## Given text

BEGIN

Member of the Norwegian Parliament
- In office 1 October 2017 – 30 September 2021
- Constituency: Vest Agder

Mayor of Vennesla Municipality
- In office 1 October 1999 – 29 September 2017
- Preceded by: John Edvard Olsen
- Succeeded by: Nils Olav Larsen

Personal details
- Born: Magny Torhild Roland Bransdal 10 April 1956
- Died: 28 September 2022 (aged 66)
- Party: Christian Democratic Party
- Occupation: Politician

= Torhild Bransdal =

Norwegian politician (1956–2022)

Torhild Bransdal (10 April 1956 – 28 September 2022) was a Norwegian politician. She served as mayor of Vennesla Municipality from 1999 to 2017, and was the female mayor in Norway who had been in office for the longest time. She was elected representative to the Storting for the period 2017-2021 for the Christian Democratic Party.

==Political career==
===Local politics===
Bransdal was a member of the municipal council of Vennesla Municipality from 1991 to 2019. She was also the mayor of Vennesla Municipality from 1999 to 2017. She thus became the female mayor in Norway who had been in office for the longest time.

END

## Prompt 1
In the Torhild Bransdal text, who succeeded her as mayor of Vennesla Municipality?
## Prompt 2
Repeat the part of the Torhild Bransdal text starting with "Personal details" and going on through "Christian Democratic Party.".
## Prompt 3
Pick up the Torhild Bransdal text after its last sentence and write the next part.
The rows are separate material, not part of the Torhild Bransdal text.

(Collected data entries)
BEGIN

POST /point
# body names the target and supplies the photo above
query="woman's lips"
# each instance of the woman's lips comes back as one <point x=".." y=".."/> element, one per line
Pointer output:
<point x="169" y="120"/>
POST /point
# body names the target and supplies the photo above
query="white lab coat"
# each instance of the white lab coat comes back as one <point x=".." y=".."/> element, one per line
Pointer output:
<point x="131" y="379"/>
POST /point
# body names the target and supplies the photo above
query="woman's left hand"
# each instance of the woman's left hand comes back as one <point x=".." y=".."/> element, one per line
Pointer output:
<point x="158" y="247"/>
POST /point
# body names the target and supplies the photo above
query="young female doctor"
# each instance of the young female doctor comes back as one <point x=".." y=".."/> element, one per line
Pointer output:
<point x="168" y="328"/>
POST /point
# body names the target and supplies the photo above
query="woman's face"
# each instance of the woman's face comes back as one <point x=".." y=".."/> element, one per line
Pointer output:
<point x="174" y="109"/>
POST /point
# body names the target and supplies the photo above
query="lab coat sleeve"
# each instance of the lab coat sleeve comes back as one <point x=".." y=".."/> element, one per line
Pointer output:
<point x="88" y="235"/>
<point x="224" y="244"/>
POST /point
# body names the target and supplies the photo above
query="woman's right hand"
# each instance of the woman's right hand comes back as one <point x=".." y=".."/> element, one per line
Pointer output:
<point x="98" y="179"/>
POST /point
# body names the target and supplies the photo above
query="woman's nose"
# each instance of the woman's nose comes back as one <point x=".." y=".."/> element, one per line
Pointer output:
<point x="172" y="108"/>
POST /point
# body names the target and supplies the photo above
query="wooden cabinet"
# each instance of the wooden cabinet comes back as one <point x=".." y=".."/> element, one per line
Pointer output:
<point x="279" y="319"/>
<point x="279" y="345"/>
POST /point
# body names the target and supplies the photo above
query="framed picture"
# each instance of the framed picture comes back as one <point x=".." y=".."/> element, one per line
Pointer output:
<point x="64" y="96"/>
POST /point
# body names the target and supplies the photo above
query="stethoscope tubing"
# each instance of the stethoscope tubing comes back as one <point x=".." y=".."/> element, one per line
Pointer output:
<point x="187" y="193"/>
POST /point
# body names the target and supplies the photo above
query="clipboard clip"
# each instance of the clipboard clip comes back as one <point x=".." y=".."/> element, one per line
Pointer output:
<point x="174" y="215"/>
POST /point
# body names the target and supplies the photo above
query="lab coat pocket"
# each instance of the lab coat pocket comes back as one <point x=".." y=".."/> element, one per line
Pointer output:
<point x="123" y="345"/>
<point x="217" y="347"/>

END
BEGIN

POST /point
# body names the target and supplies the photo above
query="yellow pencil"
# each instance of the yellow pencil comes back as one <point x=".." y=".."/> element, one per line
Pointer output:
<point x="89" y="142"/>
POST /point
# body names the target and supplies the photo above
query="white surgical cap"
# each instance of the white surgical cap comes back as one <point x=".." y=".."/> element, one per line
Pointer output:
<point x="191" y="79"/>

END

## Reply 1
Nils Olav Larsen

## Reply 2
Personal details
- Born: Magny Torhild Roland Bransdal 10 April 1956
- Died: 28 September 2022 (aged 66)
- Party: Christian Democratic Party
- Occupation: Politician

= Torhild Bransdal =

Norwegian politician (1956–2022)

Torhild Bransdal (10 April 1956 – 28 September 2022) was a Norwegian politician. She served as mayor of Vennesla Municipality from 1999 to 2017, and was the female mayor in Norway who had been in office for the longest time. She was elected representative to the Storting for the period 2017-2021 for the Christian Democratic Party.

## Reply 3
===Parliament===
Bransdal was elected deputy representative to the Storting for the periods 2009–2013 and 2013–2017 from the constituency of Vest-Agder. She was elected ordinary representative to the Storting for the period 2017-2021, representing the Christian Democratic Party.

In the Storting, she was a member of the Standing Committee on Local Government and Public Administration from 2017 to 2021, and also a delegate to the Nordic Council during the same period.

==Death==
Torhild Bransdal died at the Hospital of Southern Norway on 28 September 2022, after suffering from cancer for an extended period.